Start of Provided data
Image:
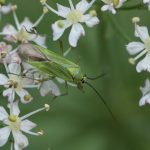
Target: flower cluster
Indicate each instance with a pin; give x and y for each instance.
(21, 76)
(142, 51)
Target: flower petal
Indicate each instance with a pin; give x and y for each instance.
(21, 140)
(146, 87)
(4, 135)
(144, 65)
(92, 22)
(49, 87)
(14, 68)
(27, 24)
(76, 32)
(40, 40)
(9, 30)
(27, 125)
(6, 9)
(135, 47)
(142, 32)
(145, 100)
(3, 79)
(63, 11)
(105, 8)
(82, 6)
(14, 108)
(58, 31)
(3, 113)
(10, 93)
(24, 95)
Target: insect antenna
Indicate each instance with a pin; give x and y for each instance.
(102, 99)
(94, 78)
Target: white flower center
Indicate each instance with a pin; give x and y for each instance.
(75, 16)
(147, 44)
(116, 3)
(14, 122)
(15, 82)
(3, 50)
(22, 35)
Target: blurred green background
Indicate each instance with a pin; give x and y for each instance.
(79, 121)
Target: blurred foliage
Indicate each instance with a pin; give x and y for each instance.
(79, 121)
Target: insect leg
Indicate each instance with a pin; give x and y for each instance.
(63, 94)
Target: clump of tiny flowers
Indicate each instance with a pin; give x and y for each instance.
(142, 51)
(19, 78)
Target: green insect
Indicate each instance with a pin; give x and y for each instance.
(56, 65)
(2, 2)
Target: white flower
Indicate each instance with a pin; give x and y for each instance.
(17, 125)
(22, 33)
(110, 5)
(5, 9)
(15, 83)
(45, 85)
(147, 2)
(140, 48)
(73, 16)
(4, 49)
(146, 93)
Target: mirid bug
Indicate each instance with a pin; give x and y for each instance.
(56, 65)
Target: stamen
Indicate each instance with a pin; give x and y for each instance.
(51, 9)
(30, 86)
(133, 60)
(46, 107)
(67, 51)
(71, 4)
(135, 19)
(16, 20)
(90, 4)
(45, 10)
(32, 133)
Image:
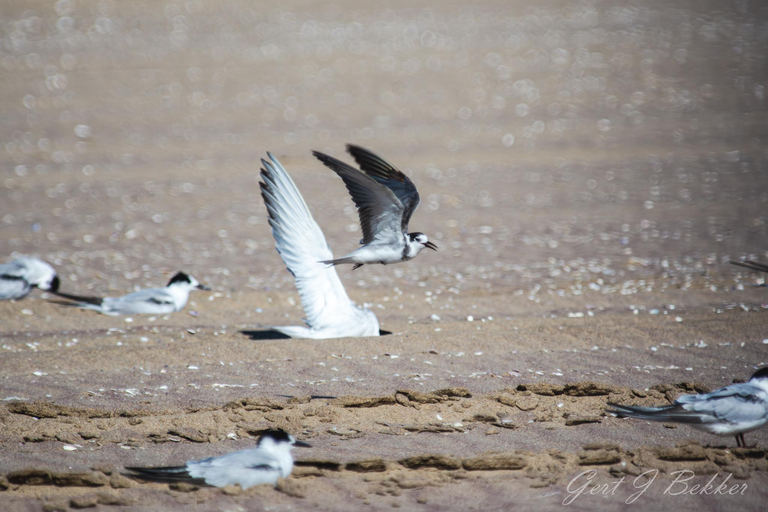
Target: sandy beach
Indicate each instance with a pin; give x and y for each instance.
(587, 171)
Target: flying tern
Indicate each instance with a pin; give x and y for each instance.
(270, 460)
(385, 199)
(18, 277)
(302, 245)
(157, 301)
(729, 411)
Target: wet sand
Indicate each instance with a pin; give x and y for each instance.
(586, 171)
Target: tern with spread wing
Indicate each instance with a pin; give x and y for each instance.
(156, 301)
(18, 277)
(302, 245)
(385, 199)
(270, 460)
(729, 411)
(752, 265)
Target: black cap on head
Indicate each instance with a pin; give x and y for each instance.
(278, 435)
(180, 277)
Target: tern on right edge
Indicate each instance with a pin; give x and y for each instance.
(155, 301)
(385, 199)
(729, 411)
(302, 245)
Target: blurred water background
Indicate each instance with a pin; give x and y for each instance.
(592, 136)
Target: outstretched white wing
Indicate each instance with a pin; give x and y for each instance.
(302, 246)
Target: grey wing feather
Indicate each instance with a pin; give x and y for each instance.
(302, 245)
(672, 413)
(380, 211)
(751, 265)
(237, 467)
(96, 301)
(168, 474)
(390, 176)
(152, 295)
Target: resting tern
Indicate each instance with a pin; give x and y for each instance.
(18, 277)
(732, 410)
(752, 265)
(157, 301)
(301, 244)
(270, 460)
(385, 199)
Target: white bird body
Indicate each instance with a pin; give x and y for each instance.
(18, 277)
(157, 301)
(269, 460)
(729, 411)
(301, 244)
(385, 199)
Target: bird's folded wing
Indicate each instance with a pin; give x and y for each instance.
(151, 296)
(390, 176)
(246, 467)
(168, 474)
(735, 404)
(672, 413)
(85, 299)
(380, 211)
(13, 286)
(302, 246)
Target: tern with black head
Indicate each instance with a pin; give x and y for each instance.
(730, 411)
(752, 265)
(269, 460)
(385, 199)
(20, 276)
(301, 244)
(156, 301)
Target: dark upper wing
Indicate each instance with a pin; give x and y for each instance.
(380, 211)
(391, 177)
(167, 474)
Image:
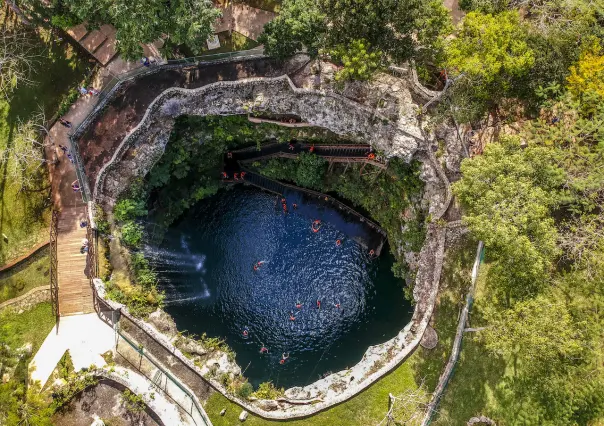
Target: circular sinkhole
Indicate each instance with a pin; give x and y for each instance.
(206, 262)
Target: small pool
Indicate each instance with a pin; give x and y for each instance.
(205, 265)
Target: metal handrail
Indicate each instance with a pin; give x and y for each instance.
(141, 350)
(54, 280)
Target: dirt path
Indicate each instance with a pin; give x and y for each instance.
(125, 111)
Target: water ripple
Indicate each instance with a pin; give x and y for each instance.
(205, 265)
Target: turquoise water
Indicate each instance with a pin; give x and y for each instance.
(205, 265)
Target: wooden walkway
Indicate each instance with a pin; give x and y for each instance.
(75, 293)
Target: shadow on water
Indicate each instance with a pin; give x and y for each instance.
(205, 265)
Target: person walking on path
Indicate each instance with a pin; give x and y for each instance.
(65, 123)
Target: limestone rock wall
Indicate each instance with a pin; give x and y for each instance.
(27, 301)
(401, 137)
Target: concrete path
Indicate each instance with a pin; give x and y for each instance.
(85, 336)
(244, 19)
(166, 410)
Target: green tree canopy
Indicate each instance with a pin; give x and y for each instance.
(492, 52)
(538, 331)
(508, 194)
(359, 63)
(400, 29)
(145, 21)
(311, 170)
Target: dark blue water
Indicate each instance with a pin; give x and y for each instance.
(205, 266)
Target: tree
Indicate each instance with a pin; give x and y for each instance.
(539, 332)
(17, 59)
(358, 60)
(509, 194)
(26, 153)
(492, 52)
(586, 79)
(181, 21)
(311, 170)
(300, 24)
(398, 28)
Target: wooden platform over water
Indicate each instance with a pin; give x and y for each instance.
(75, 293)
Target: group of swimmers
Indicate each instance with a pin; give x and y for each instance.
(285, 356)
(236, 176)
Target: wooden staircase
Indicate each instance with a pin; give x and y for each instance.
(100, 42)
(75, 292)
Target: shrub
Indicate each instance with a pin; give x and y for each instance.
(18, 284)
(268, 390)
(245, 390)
(132, 402)
(129, 209)
(64, 21)
(65, 366)
(132, 234)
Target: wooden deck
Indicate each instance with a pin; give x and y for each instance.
(75, 293)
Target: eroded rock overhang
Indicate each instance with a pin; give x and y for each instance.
(402, 138)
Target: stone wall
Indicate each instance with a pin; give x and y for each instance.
(27, 301)
(146, 143)
(401, 137)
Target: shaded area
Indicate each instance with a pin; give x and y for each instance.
(19, 280)
(205, 265)
(126, 110)
(57, 68)
(104, 401)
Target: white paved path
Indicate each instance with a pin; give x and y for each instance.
(86, 337)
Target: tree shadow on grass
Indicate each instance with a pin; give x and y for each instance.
(478, 372)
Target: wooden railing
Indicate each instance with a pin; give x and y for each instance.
(54, 280)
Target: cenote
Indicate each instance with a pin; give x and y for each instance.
(205, 266)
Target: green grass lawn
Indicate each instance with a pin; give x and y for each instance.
(29, 327)
(24, 215)
(478, 375)
(367, 408)
(35, 274)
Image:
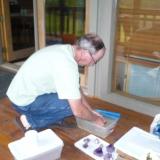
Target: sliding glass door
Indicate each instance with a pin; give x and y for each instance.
(137, 50)
(18, 29)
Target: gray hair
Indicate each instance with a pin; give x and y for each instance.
(90, 42)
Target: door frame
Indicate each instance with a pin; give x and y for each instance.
(9, 54)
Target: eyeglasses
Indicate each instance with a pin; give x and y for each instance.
(94, 61)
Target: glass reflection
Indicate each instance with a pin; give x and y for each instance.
(137, 49)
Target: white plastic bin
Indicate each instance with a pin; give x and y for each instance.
(49, 147)
(101, 131)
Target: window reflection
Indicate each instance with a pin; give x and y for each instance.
(137, 49)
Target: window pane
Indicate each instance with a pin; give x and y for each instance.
(137, 50)
(22, 24)
(65, 20)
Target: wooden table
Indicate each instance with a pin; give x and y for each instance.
(11, 131)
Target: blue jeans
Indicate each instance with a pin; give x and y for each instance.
(47, 109)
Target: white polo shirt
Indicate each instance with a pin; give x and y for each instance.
(49, 70)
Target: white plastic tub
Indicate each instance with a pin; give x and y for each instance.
(48, 147)
(101, 131)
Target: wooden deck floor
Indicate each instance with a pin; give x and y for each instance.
(10, 130)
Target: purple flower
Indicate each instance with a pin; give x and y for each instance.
End of Provided data
▶ **Your assignment**:
Everything from the first line of the listing above through the line that contains "Target: tern on right edge" is to be restated word for word, minus the pictures.

▶ **Output of the task**:
Image:
Target: flower cluster
Indicate each instance with a pin; give x and y for each instance.
(21, 76)
(142, 51)
Target: flower petal
Indicate each instance with a pin; give x and y for each instance.
(21, 140)
(146, 87)
(4, 135)
(144, 65)
(92, 22)
(49, 87)
(14, 68)
(27, 24)
(76, 32)
(40, 40)
(9, 30)
(27, 125)
(6, 9)
(135, 47)
(142, 32)
(145, 100)
(3, 79)
(63, 11)
(105, 8)
(82, 6)
(14, 108)
(58, 31)
(3, 113)
(10, 93)
(24, 95)
Target: insect antenna
Indicate each instance with a pin; give x and y for each instance.
(102, 99)
(94, 78)
Target: white flower center
Indicate each instance with a pin; give x and y for each instance.
(75, 16)
(147, 44)
(116, 3)
(14, 122)
(15, 82)
(3, 50)
(22, 35)
Target: blurred green background
Indicate each instance with a pin; give x and y for each instance.
(79, 121)
Target: blurred foliage
Indicate each instance with a pin; give x and y for each instance.
(79, 121)
Target: insect leg
Indicate each instance with a pin; give x and y for each instance.
(63, 94)
Target: clump of tiny flowers
Indicate each instance with a pin; give x and y for each instance.
(142, 51)
(19, 78)
Target: green insect
Indicate each instance with a pin; give x and y for each instance.
(56, 65)
(2, 2)
Target: white flower
Indicate each instance with a pin; give x and y for each instance.
(17, 125)
(22, 33)
(110, 5)
(5, 9)
(15, 83)
(45, 85)
(147, 2)
(140, 48)
(73, 16)
(4, 49)
(146, 93)
Target: mirid bug
Indicate each instance with a pin; give x and y for each instance.
(56, 65)
Target: stamen
Indicate each instance with a pin; give x and y for each instance.
(51, 9)
(30, 86)
(133, 60)
(46, 107)
(67, 51)
(71, 4)
(135, 19)
(16, 20)
(90, 4)
(45, 10)
(32, 133)
Image:
Target: sandy beach
Indicate each instance with a pin; give x and y for each instance.
(587, 171)
Target: flying tern
Indicate each instance with a pin; give x and y for each instance.
(270, 460)
(385, 199)
(18, 277)
(302, 245)
(157, 301)
(729, 411)
Target: wet sand
Indicate each instance with a pin; give x and y for each instance.
(586, 171)
Target: tern with spread wing
Indicate each instance with a pin; give x and y for each instance.
(156, 301)
(18, 277)
(302, 245)
(385, 199)
(270, 460)
(729, 411)
(752, 265)
Target: black cap on head
Indicate each instance with a pin; give x and y for each instance.
(278, 435)
(180, 277)
Target: tern on right edge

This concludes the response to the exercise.